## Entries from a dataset
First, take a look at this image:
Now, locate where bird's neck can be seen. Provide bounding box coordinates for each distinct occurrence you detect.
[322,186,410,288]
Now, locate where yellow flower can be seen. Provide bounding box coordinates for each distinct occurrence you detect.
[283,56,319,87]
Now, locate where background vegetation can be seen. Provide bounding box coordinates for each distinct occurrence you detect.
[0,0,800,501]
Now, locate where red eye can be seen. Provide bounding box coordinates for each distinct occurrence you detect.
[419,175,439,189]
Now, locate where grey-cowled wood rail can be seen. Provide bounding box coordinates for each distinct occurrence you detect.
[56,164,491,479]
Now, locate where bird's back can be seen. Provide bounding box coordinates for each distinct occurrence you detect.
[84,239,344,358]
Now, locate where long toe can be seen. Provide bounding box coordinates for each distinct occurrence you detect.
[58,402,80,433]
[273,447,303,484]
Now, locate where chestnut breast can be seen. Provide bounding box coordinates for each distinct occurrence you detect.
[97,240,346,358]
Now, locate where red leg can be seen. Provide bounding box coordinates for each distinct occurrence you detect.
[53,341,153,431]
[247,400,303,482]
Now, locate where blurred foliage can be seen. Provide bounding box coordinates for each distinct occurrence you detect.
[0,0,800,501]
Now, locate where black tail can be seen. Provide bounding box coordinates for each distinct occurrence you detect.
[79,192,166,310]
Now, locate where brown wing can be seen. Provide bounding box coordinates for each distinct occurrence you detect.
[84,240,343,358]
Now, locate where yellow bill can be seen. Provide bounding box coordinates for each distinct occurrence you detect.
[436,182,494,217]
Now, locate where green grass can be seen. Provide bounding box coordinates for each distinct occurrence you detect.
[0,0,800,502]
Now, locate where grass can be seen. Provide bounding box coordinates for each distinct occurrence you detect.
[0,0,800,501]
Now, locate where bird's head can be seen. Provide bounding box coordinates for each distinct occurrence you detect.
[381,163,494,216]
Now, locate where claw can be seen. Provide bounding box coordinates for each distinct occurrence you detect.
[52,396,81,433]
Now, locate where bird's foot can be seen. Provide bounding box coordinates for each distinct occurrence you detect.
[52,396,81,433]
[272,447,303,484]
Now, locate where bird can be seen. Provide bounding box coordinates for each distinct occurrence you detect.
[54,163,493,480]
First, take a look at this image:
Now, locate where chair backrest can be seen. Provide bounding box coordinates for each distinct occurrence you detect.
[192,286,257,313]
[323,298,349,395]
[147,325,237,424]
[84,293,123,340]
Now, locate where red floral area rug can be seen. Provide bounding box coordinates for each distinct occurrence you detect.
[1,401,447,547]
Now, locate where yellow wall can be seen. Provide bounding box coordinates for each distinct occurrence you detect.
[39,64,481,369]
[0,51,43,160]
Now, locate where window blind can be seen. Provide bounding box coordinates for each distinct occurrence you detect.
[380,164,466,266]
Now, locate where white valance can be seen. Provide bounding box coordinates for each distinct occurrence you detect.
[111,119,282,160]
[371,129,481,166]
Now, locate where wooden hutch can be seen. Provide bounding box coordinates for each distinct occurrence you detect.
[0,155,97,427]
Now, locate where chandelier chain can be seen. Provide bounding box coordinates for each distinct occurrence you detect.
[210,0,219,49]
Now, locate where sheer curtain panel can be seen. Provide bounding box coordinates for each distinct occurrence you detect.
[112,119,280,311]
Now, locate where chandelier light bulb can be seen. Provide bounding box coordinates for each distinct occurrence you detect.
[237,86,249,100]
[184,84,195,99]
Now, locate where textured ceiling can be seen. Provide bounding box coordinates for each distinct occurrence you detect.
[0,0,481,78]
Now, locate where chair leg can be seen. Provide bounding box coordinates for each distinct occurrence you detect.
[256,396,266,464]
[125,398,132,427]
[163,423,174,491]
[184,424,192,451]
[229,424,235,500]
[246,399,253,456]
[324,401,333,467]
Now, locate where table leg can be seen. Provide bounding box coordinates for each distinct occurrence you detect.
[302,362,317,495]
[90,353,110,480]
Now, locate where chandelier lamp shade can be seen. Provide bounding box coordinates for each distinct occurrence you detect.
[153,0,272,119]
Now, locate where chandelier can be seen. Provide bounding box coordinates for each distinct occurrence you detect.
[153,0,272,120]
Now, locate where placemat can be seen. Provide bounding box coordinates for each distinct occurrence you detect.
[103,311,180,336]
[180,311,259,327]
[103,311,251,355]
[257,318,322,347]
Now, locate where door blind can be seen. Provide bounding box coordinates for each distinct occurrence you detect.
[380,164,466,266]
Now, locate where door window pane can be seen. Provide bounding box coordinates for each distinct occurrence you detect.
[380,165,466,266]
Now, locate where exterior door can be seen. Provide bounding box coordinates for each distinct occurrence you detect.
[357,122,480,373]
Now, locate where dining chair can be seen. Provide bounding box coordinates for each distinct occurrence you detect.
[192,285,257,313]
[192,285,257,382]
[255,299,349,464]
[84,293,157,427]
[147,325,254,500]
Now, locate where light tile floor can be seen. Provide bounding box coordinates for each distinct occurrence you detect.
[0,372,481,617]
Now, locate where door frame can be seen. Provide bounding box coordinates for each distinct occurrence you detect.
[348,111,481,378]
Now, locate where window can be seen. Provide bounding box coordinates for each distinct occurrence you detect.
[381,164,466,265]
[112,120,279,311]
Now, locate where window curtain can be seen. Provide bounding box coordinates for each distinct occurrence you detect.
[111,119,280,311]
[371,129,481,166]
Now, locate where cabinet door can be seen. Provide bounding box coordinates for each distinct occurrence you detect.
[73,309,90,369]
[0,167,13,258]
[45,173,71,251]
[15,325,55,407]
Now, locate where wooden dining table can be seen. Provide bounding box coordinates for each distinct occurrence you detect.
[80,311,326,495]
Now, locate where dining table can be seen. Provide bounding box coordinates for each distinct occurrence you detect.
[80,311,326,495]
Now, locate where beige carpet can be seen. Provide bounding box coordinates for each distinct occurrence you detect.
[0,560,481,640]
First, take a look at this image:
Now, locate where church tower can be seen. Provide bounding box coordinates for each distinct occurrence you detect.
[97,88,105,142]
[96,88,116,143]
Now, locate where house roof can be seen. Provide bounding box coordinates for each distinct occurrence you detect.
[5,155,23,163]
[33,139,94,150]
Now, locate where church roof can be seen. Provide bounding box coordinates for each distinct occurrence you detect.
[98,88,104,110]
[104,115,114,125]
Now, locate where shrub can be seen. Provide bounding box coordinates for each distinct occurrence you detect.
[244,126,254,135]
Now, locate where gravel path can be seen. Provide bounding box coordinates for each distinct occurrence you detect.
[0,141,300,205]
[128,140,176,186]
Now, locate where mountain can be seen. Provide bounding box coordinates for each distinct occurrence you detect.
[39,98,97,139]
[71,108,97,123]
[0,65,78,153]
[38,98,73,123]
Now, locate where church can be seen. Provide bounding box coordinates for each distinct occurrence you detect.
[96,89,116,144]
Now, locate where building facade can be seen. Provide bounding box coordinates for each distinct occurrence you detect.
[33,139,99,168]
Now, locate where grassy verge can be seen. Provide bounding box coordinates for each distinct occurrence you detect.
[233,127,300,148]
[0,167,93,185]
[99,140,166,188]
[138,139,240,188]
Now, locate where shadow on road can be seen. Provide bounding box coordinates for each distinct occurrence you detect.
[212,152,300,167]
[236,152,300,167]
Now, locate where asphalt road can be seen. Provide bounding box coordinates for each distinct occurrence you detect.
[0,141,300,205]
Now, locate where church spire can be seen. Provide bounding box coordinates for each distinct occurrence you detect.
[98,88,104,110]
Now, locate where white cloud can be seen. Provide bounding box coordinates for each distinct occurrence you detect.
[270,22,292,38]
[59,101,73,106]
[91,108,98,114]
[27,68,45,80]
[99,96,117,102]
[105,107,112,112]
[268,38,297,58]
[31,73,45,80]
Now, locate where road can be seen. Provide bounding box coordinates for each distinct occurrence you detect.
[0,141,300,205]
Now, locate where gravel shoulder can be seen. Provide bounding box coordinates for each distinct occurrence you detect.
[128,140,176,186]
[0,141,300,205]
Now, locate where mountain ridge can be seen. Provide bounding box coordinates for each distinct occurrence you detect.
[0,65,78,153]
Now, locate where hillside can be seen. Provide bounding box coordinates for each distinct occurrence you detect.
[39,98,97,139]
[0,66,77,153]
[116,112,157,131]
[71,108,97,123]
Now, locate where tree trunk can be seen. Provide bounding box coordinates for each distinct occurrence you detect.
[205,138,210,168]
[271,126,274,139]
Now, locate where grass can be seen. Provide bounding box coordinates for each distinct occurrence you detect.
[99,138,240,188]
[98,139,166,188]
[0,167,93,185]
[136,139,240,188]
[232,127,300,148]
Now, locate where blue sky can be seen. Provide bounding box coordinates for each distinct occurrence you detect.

## CHALLENGE
Swap "chestnut breast" for "rufous breast" in the items from the first line through the line with "[247,400,303,482]". Give those lines again with nothing else changed.

## COMPLETE OUTPUT
First, take a look at this image:
Now, locate where bird's neck can be seen. Provide bounding box coordinates for each distinct occurrence you detect.
[322,186,410,288]
Now, locate where yellow flower can be seen. Provide bounding box coordinates for each distinct occurrence you detect.
[283,56,319,87]
Now, locate where background vegetation can be seen. Provide bounding box coordinates for each distinct occurrence you detect.
[0,0,800,501]
Now, locate where red eye can be seen. Provide bounding box coordinates for each distinct occurrence you detect.
[419,175,439,189]
Now, locate where grey-cowled wood rail can be seen. Provide bounding box coordinates for each distinct occurrence you detect.
[56,164,491,479]
Now, locate where bird's back can be seen. Provide bounding box coordinates for each distinct occurrence you detect.
[84,239,344,358]
Now, locate where long toe can be seen. Provide bounding box coordinates for each distinct occurrence you detect.
[58,402,80,433]
[273,447,303,484]
Now, locate where rufous breast can be seen. Provide bounding box coordinates for each distinct occurrence you detect.
[97,240,346,358]
Now, locate where red leg can be seen. Provide bounding box coordinates for each distinct occurrence you detect.
[53,341,153,431]
[247,400,303,482]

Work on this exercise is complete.